▸ LISTING:

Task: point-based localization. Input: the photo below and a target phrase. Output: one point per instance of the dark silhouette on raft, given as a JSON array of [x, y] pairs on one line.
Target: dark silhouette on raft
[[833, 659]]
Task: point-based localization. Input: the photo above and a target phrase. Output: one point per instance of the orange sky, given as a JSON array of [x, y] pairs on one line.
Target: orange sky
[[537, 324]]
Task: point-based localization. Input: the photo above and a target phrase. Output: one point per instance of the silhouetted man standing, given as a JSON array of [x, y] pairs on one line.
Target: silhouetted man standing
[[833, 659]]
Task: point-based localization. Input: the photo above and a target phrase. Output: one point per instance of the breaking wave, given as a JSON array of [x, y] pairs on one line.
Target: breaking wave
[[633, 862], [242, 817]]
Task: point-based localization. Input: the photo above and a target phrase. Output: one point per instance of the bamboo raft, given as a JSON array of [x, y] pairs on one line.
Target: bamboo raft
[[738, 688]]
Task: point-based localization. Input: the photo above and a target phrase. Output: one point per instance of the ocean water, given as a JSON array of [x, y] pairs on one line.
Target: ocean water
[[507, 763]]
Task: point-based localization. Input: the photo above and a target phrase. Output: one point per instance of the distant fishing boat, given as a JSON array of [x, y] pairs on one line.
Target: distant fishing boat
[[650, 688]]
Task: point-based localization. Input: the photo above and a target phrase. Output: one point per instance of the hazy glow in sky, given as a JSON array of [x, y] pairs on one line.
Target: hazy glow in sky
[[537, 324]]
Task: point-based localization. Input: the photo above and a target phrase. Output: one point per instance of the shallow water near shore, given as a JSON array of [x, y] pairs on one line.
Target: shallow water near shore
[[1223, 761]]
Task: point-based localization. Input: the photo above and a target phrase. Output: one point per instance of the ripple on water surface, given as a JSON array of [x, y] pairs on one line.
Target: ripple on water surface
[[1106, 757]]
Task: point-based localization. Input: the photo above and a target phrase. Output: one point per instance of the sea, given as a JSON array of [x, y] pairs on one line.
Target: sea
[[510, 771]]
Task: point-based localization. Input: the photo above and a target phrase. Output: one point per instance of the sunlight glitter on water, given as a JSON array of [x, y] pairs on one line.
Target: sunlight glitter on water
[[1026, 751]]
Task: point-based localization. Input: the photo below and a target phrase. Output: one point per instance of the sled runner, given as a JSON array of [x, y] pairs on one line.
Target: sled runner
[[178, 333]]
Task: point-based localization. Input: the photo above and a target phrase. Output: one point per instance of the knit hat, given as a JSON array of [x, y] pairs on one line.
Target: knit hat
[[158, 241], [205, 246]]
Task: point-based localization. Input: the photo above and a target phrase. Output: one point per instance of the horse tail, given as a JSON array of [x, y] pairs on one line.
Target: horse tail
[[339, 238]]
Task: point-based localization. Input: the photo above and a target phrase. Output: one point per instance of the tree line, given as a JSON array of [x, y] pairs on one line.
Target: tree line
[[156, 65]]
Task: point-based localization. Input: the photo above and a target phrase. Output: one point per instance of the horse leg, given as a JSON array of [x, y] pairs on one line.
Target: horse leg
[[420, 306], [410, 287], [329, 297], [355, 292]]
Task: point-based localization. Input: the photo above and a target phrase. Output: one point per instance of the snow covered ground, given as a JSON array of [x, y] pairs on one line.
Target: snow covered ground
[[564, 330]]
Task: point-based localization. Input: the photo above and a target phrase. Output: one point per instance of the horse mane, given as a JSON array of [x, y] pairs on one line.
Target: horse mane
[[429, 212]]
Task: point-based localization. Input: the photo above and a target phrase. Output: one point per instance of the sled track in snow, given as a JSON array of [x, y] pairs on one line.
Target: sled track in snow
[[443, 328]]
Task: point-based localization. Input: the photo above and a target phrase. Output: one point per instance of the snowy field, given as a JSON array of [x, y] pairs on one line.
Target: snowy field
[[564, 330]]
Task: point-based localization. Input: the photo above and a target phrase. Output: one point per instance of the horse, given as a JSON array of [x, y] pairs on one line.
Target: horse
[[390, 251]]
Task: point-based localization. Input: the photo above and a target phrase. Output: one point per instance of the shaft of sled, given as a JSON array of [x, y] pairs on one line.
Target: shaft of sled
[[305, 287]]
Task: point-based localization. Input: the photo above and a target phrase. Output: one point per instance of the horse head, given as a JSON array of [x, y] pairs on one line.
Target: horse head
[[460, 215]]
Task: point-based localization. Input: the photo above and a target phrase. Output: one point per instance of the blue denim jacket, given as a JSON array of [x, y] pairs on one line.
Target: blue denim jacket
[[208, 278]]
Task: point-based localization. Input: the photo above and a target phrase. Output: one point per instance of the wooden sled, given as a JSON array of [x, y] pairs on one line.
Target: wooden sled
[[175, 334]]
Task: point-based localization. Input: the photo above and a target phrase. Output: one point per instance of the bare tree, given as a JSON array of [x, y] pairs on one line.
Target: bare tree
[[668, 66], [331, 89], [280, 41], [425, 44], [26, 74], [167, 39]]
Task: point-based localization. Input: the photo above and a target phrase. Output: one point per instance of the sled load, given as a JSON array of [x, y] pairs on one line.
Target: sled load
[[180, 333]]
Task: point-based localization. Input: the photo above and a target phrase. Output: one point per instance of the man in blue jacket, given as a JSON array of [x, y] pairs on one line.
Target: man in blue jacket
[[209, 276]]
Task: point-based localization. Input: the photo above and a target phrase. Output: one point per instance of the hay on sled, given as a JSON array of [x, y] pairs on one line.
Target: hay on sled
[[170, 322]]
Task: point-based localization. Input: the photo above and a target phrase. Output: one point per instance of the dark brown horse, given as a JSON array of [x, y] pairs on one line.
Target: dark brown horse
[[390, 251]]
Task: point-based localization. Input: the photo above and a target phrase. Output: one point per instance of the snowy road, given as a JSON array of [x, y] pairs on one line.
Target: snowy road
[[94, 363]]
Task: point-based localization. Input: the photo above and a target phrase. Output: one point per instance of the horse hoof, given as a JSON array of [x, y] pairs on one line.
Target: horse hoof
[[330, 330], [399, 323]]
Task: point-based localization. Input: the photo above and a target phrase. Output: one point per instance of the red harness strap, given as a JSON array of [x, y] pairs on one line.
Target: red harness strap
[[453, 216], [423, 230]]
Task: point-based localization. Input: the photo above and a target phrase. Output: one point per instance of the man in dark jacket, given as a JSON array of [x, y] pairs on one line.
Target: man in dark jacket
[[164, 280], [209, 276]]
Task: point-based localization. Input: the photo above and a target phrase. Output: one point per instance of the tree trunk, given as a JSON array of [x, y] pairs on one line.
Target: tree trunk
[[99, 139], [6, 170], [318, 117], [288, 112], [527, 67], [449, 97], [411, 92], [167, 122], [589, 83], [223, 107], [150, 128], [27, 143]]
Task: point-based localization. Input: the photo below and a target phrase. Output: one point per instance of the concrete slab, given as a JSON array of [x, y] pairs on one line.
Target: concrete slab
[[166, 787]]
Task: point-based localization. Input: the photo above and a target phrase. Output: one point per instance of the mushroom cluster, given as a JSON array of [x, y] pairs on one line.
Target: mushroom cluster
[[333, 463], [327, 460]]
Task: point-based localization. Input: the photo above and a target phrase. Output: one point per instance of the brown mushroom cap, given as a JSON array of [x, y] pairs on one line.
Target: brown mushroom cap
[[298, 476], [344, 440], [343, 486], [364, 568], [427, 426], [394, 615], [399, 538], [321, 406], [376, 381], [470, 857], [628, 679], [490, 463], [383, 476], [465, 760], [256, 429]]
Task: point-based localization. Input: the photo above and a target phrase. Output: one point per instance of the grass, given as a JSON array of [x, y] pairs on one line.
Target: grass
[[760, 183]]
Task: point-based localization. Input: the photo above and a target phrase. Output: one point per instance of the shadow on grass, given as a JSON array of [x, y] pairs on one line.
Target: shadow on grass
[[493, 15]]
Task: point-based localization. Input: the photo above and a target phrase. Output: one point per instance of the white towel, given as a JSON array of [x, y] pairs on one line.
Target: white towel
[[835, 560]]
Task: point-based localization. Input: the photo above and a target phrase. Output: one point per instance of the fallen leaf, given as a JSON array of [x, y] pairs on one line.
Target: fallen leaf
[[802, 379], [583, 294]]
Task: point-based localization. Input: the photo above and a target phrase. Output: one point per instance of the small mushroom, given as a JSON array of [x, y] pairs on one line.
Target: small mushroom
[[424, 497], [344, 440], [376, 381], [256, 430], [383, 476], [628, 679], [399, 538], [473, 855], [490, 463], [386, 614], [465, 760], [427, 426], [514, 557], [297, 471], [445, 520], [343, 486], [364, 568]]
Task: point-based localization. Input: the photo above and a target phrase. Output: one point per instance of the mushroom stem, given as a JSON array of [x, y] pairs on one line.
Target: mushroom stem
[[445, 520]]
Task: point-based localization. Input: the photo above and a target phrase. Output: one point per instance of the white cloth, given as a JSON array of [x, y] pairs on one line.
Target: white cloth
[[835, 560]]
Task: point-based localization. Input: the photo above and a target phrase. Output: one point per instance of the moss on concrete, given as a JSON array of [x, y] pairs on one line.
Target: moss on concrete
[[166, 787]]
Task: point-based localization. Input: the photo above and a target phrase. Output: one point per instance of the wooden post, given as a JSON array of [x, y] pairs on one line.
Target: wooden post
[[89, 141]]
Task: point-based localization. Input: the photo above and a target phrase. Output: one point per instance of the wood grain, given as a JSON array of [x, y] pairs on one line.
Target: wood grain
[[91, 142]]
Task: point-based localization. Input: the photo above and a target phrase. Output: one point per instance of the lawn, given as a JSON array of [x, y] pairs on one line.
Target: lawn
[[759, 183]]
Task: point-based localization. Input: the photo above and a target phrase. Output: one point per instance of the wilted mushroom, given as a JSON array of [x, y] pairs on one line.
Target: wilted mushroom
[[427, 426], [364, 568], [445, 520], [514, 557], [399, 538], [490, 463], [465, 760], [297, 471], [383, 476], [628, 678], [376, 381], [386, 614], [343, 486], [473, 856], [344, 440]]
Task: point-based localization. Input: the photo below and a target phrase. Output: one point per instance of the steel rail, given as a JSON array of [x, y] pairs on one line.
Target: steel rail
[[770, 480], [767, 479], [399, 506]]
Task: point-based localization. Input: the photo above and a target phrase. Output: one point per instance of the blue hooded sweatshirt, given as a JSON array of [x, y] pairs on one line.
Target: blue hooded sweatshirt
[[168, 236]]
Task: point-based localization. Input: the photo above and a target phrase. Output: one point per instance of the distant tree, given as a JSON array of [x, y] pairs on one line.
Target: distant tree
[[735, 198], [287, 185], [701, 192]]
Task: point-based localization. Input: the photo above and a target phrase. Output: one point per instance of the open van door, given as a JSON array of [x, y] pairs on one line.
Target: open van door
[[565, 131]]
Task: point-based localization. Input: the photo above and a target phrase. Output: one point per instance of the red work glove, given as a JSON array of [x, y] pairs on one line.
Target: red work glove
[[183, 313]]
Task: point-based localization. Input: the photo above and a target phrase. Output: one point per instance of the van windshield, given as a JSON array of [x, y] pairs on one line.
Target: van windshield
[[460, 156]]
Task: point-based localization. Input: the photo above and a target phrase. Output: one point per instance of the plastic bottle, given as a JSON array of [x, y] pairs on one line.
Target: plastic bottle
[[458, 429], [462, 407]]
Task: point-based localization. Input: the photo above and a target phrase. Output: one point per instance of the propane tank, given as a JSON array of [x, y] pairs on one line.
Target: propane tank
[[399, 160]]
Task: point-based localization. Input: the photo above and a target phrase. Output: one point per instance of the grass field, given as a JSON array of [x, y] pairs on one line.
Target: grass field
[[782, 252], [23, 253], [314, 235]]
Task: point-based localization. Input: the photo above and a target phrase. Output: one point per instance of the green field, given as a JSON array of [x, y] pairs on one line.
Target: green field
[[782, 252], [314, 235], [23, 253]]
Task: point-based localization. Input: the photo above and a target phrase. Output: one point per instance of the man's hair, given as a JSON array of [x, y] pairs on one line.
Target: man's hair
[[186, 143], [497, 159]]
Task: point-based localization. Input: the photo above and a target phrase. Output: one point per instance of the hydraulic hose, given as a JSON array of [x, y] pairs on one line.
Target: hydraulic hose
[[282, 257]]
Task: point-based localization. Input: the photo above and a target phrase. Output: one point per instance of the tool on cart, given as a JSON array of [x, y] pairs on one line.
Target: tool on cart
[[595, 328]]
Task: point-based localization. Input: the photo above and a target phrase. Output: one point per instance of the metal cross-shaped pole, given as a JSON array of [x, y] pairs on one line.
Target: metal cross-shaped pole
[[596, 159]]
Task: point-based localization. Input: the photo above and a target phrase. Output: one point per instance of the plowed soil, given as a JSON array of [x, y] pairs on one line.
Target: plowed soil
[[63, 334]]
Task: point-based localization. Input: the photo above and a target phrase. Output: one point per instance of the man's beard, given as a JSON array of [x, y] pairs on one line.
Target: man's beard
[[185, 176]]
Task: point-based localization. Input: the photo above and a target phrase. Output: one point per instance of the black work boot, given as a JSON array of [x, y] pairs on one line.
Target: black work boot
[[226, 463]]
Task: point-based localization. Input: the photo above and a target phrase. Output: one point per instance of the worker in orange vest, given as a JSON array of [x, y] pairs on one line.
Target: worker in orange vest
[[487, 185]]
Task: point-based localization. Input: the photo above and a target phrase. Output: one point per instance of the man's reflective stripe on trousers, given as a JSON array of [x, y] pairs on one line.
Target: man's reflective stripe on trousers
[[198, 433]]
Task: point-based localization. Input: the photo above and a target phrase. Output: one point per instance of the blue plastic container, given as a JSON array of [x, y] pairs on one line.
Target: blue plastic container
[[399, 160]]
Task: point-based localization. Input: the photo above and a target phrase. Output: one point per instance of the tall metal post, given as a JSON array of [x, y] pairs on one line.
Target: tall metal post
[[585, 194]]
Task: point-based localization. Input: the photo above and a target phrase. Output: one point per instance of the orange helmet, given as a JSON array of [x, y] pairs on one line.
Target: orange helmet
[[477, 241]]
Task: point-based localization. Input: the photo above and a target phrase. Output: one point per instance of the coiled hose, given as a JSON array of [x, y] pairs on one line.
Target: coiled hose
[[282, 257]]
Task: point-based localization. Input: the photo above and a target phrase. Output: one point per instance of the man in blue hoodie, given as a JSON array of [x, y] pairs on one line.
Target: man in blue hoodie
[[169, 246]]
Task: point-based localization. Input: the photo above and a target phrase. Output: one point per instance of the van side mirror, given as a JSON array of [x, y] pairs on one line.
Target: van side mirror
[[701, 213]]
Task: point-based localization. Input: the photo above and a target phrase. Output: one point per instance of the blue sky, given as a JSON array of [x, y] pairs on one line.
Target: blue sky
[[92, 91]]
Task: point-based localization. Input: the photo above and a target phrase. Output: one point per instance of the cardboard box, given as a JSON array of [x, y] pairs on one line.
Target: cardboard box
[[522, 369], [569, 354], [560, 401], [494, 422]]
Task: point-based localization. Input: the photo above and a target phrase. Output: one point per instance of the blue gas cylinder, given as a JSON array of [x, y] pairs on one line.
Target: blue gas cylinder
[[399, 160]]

▸ EXERCISE REQUIREMENTS:
Reproduce the stretch of the records from the line that contains "wooden sled, given" through the line that contains "[[180, 333]]", changing "sled" to "sleigh" and leaving everything else the same.

▸ OUTPUT OF THE TASK:
Task: point-based localization. Input: the photo above and a target phrase. Output: one point per instance of the wooden sleigh, given as a JSON array of [x, y] pairs on one line.
Target: wooden sleigh
[[175, 334]]
Task: point-based localization. Input: the photo above and a target phrase. Output: one point per instance of the bare tree, given as a JSON array of [x, y] pairs on one line.
Target: bare tree
[[668, 66], [331, 89], [280, 41], [425, 44], [26, 74], [167, 39]]
Task: point-based localization. Input: the photo above and a target phrase. Output: one point per instance of the sleigh load, given as a JSON array of [x, y] pairs on one line.
Target: sleigh load
[[180, 333]]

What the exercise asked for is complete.